EXERCISE REQUIREMENTS
What you return must match the entries word for word, minus the pictures.

MATERIAL SUPPLIED
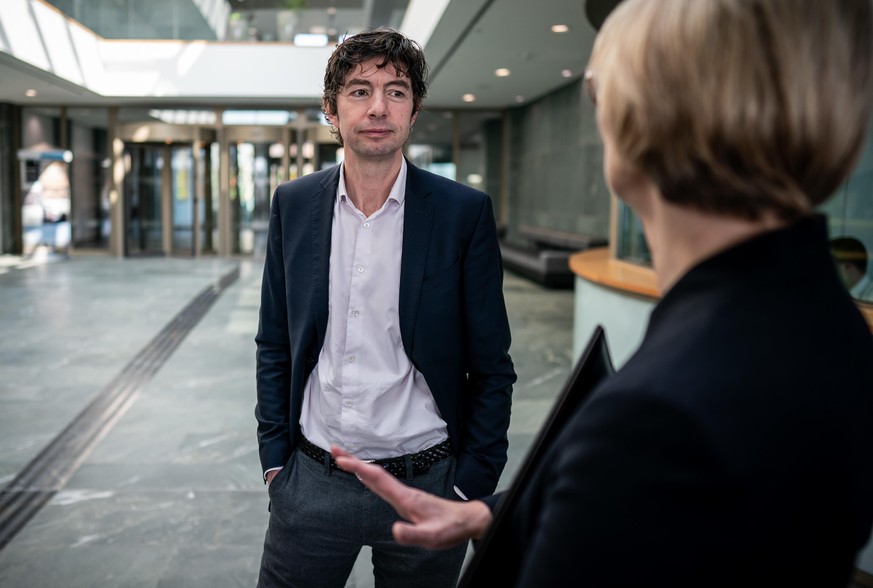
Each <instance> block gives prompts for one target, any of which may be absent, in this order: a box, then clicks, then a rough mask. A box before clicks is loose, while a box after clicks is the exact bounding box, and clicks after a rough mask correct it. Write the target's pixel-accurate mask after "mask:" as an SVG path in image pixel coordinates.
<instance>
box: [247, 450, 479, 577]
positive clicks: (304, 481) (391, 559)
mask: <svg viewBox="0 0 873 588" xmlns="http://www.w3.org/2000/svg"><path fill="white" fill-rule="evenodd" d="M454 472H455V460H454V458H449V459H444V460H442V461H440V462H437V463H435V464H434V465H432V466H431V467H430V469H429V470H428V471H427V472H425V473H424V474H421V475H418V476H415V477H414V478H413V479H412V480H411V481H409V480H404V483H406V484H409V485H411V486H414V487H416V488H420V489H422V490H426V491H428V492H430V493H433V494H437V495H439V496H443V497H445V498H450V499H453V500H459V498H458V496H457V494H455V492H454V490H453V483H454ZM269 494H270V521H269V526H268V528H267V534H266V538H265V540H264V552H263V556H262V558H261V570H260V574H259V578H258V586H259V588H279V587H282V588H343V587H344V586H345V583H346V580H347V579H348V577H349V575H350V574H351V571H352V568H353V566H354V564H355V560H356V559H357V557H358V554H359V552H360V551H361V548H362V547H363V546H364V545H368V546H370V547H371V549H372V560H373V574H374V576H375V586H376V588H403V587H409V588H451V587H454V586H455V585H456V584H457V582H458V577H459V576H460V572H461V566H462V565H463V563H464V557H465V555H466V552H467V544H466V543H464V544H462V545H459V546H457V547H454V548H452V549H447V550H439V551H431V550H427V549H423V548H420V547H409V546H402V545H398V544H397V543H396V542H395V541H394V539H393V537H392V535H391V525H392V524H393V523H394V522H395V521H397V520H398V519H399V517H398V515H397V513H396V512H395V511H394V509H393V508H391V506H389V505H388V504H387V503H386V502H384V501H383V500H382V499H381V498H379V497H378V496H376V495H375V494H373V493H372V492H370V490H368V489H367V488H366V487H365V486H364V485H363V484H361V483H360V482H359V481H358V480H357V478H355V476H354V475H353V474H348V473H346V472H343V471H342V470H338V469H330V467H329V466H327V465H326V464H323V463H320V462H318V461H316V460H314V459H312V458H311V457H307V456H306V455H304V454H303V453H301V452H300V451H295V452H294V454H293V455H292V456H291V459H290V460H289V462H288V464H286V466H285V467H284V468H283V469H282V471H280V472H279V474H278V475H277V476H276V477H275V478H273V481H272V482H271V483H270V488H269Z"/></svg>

RESPONSE FOR THIS EXERCISE
Each <instance> block gives prompts for one target, any of which may be absent, in this order: a box, then clicks, then a rough mask. A box before clicks is loose, while a box after clicks is the exact bounding box, and clicks after a rough mask correct it. Write the target's pixel-accurate mask after "mask:" as an SVG path in image pixel coordinates.
<instance>
box: [247, 450, 479, 577]
positive clicks: (304, 481) (391, 559)
mask: <svg viewBox="0 0 873 588" xmlns="http://www.w3.org/2000/svg"><path fill="white" fill-rule="evenodd" d="M454 472H455V460H454V458H449V459H444V460H442V461H440V462H437V463H435V464H434V465H432V466H431V467H430V469H429V470H428V471H427V472H425V473H424V474H421V475H418V476H415V477H414V478H413V479H412V480H411V481H409V480H404V483H406V484H409V485H411V486H414V487H416V488H420V489H422V490H426V491H428V492H430V493H433V494H437V495H439V496H443V497H445V498H450V499H453V500H459V498H458V496H457V494H455V492H454V490H453V483H454ZM269 494H270V521H269V526H268V528H267V534H266V538H265V540H264V552H263V556H262V558H261V570H260V574H259V578H258V586H259V588H279V587H282V588H343V587H344V586H345V583H346V580H347V579H348V577H349V575H350V574H351V571H352V568H353V566H354V564H355V560H356V559H357V557H358V554H359V552H360V551H361V548H362V547H363V546H364V545H368V546H370V547H371V549H372V560H373V574H374V576H375V586H376V588H403V587H409V588H451V587H454V586H455V585H456V584H457V582H458V577H459V576H460V572H461V566H462V565H463V563H464V557H465V555H466V552H467V544H466V543H464V544H462V545H459V546H457V547H454V548H452V549H447V550H439V551H431V550H427V549H423V548H420V547H409V546H402V545H398V544H397V543H396V542H395V541H394V539H393V537H392V535H391V525H392V524H393V523H394V522H395V521H397V520H398V519H399V517H398V515H397V513H396V512H395V511H394V509H393V508H391V506H389V505H388V504H387V503H386V502H384V501H383V500H382V499H381V498H379V497H378V496H376V495H375V494H373V493H372V492H370V490H368V489H367V488H366V487H365V486H364V485H363V484H361V483H360V482H359V481H358V480H357V478H355V476H354V475H353V474H348V473H346V472H343V471H342V470H338V469H330V467H329V466H327V465H326V464H323V463H320V462H318V461H316V460H314V459H312V458H311V457H307V456H306V455H304V454H303V453H301V452H300V451H295V452H294V454H293V455H292V456H291V459H290V460H289V462H288V464H286V466H285V467H284V468H283V469H282V471H280V472H279V474H278V475H277V476H276V477H275V478H273V481H272V482H271V483H270V488H269Z"/></svg>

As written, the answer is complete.